#### WHAT IS BEING ASKED
Copy verbatim the lines of the items below from the line containing "the green vegetation?" through the line containing "[7,138,300,200]", both lines included.

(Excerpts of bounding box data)
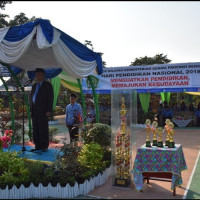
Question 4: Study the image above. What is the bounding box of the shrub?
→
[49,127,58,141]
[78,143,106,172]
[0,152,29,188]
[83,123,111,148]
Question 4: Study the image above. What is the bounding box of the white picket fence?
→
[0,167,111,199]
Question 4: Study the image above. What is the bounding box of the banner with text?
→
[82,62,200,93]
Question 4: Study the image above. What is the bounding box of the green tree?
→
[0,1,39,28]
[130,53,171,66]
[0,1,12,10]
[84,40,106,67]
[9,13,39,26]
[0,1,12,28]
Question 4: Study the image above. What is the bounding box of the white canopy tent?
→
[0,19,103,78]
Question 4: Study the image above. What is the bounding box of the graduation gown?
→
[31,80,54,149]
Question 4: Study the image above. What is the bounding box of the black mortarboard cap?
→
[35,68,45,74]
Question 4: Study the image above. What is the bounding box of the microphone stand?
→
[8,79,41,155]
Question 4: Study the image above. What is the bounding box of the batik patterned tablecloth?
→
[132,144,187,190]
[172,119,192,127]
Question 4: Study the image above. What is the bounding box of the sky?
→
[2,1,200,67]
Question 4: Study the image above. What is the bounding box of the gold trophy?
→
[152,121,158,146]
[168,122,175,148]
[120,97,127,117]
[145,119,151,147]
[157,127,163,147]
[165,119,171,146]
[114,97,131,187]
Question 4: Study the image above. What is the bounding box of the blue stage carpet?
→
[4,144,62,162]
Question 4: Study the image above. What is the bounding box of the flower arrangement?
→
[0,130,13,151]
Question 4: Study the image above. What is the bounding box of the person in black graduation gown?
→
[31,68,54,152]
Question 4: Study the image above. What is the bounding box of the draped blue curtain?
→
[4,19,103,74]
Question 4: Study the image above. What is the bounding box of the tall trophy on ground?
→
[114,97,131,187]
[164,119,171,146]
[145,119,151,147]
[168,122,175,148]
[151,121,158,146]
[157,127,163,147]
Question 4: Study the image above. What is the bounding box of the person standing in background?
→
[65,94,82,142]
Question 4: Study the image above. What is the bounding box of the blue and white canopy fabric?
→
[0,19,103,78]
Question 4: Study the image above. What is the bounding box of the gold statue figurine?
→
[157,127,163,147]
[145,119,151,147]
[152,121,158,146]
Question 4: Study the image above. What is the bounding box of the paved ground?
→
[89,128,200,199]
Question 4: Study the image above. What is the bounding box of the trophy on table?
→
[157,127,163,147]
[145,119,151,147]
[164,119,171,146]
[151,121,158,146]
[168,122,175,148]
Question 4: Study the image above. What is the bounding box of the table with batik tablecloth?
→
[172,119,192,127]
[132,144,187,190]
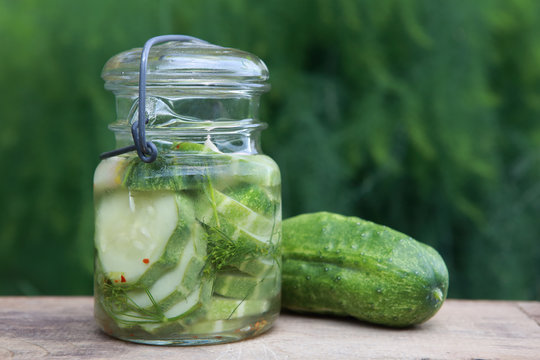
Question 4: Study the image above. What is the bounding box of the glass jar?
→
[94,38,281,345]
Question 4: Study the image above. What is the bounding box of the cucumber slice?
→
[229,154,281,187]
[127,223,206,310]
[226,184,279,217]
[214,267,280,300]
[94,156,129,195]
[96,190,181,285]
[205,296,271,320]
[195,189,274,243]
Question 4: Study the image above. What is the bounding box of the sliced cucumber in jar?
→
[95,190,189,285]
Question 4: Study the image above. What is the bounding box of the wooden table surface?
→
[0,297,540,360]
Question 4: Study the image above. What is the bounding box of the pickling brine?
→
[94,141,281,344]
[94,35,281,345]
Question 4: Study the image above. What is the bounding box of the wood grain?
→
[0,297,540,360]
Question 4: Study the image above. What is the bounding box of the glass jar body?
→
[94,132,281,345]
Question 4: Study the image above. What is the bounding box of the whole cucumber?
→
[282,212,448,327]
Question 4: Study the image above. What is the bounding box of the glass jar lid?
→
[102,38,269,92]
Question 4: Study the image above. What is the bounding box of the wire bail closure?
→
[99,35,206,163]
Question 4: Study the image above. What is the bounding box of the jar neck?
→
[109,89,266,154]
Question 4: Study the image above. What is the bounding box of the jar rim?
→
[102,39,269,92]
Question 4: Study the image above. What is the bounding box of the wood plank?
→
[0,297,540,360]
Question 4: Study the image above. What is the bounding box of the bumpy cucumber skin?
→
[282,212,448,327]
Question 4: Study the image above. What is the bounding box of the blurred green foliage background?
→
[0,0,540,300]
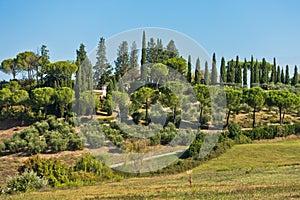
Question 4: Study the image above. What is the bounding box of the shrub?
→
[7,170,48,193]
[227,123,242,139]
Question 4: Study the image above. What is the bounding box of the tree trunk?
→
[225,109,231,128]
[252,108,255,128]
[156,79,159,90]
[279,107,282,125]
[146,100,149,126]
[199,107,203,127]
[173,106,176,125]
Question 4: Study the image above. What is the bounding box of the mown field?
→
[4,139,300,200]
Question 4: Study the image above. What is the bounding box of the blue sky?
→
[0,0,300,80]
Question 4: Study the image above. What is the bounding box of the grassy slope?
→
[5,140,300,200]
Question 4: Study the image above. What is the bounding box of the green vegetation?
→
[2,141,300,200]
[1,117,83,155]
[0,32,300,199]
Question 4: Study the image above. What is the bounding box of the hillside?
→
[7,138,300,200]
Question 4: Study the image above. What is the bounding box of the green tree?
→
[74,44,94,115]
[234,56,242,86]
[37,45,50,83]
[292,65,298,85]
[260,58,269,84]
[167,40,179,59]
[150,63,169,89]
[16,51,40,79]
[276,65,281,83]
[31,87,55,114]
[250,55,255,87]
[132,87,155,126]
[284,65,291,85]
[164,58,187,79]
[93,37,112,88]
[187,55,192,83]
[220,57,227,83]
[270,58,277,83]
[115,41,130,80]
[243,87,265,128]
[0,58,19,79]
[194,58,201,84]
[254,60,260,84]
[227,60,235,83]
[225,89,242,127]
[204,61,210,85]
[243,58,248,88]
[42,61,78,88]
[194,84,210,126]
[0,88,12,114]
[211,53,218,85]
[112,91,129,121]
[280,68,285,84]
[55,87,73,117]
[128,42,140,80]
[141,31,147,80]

--

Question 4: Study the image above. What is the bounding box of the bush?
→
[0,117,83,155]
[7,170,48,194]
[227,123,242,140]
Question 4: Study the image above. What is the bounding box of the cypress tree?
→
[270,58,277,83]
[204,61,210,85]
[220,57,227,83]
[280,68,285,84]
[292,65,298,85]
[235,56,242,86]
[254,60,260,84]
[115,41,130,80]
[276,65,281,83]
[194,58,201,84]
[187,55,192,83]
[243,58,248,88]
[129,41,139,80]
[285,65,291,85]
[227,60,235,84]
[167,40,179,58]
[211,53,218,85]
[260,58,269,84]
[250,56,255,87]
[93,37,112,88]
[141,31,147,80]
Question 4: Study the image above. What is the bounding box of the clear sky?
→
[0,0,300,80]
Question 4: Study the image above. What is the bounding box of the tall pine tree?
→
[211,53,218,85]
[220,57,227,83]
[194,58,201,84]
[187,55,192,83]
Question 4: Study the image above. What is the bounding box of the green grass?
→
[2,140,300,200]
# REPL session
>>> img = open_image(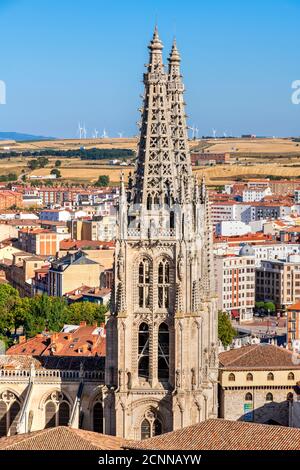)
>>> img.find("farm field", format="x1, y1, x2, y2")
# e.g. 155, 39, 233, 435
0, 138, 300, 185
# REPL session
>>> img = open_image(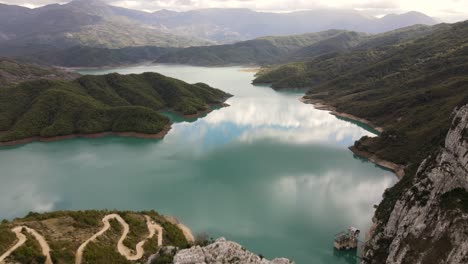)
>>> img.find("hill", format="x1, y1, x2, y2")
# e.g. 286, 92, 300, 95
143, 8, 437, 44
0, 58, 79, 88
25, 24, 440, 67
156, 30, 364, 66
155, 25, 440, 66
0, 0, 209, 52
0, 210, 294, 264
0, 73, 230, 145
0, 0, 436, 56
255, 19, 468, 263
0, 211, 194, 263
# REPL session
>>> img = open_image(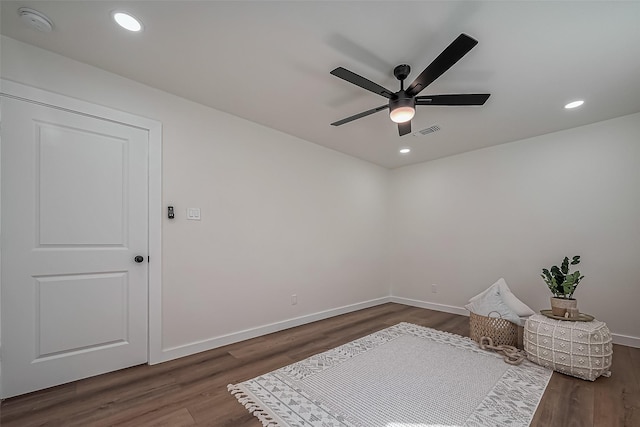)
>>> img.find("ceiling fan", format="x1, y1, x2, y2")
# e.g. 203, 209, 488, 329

==

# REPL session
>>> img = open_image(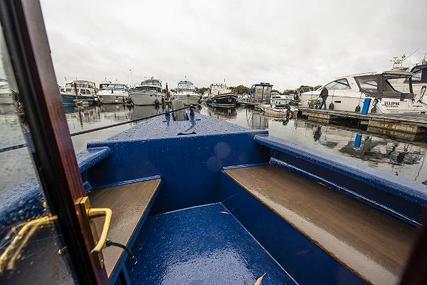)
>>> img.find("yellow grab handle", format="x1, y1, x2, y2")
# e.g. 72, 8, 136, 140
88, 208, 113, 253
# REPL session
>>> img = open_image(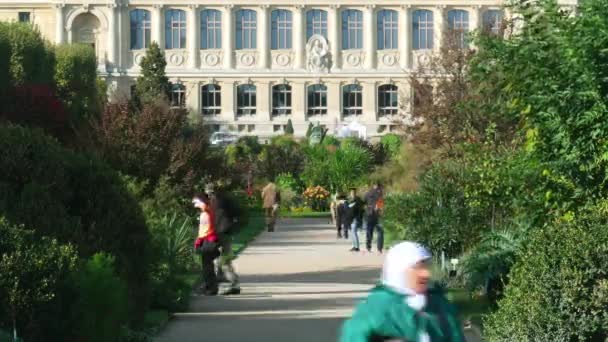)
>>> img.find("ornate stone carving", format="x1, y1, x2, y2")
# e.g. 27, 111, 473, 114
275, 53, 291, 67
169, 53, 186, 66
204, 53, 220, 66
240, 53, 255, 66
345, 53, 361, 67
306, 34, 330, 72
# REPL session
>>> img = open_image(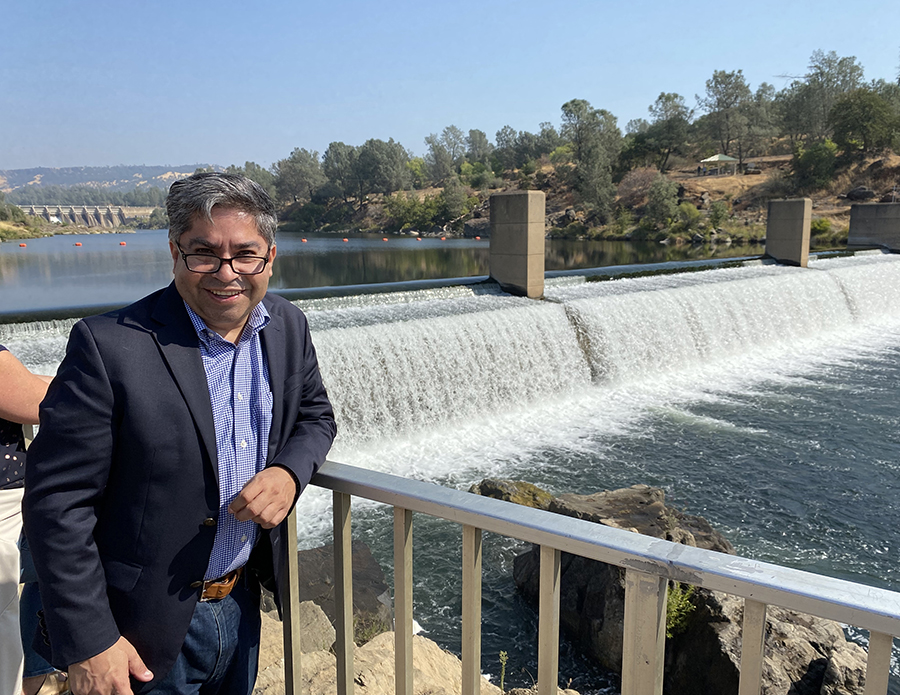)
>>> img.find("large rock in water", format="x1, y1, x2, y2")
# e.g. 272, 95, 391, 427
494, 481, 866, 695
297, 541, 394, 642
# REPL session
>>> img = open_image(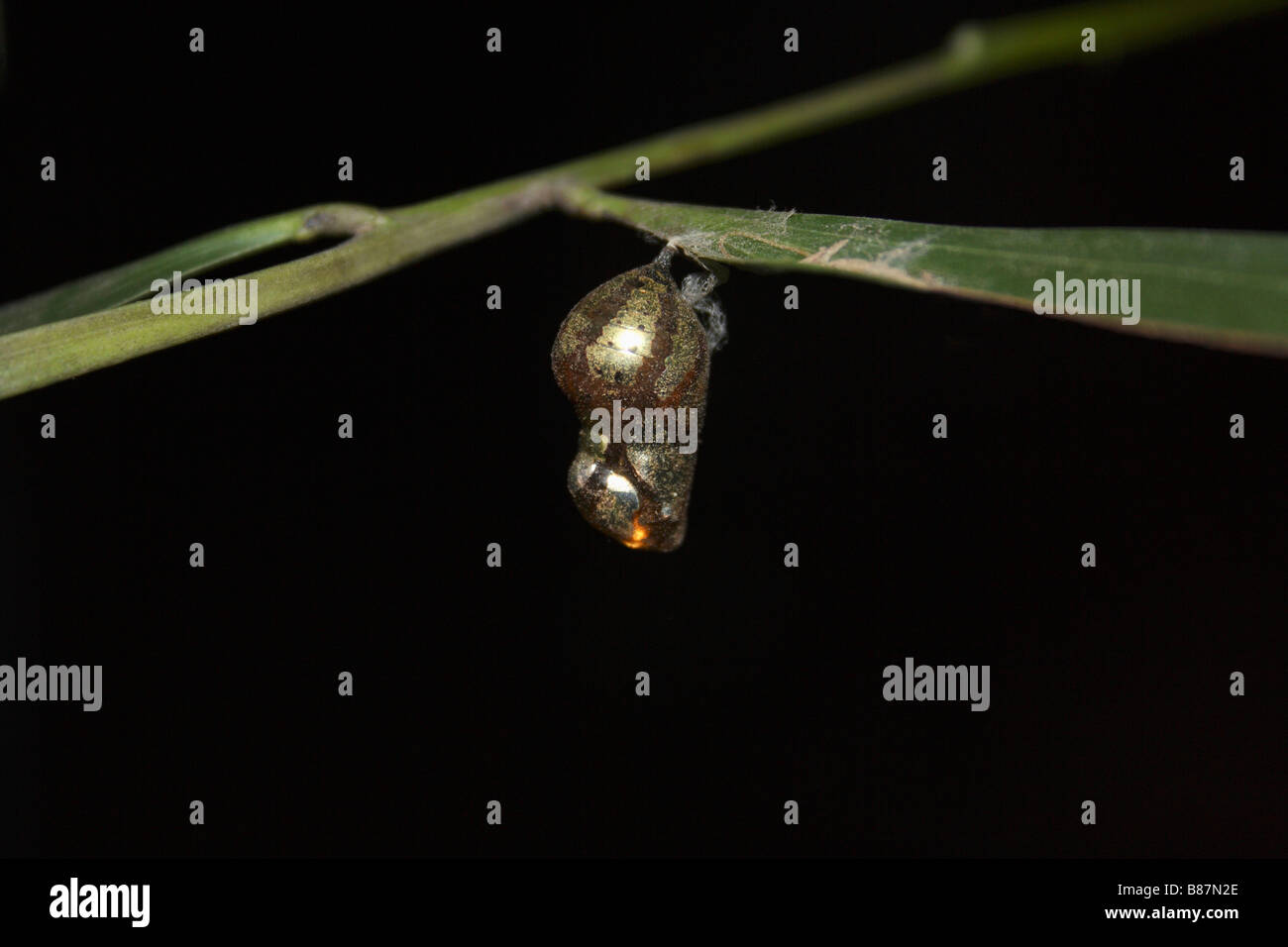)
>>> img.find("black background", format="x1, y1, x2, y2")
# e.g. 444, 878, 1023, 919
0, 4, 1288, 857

#### REPLY TO THE EXERCISE
Question 4: Study the image above. What is the bounding box of the green vegetation?
→
[2,141,300,200]
[1,117,83,155]
[0,32,300,199]
Question 4: Study the image above. What is the bounding box of the hillside?
→
[7,138,300,200]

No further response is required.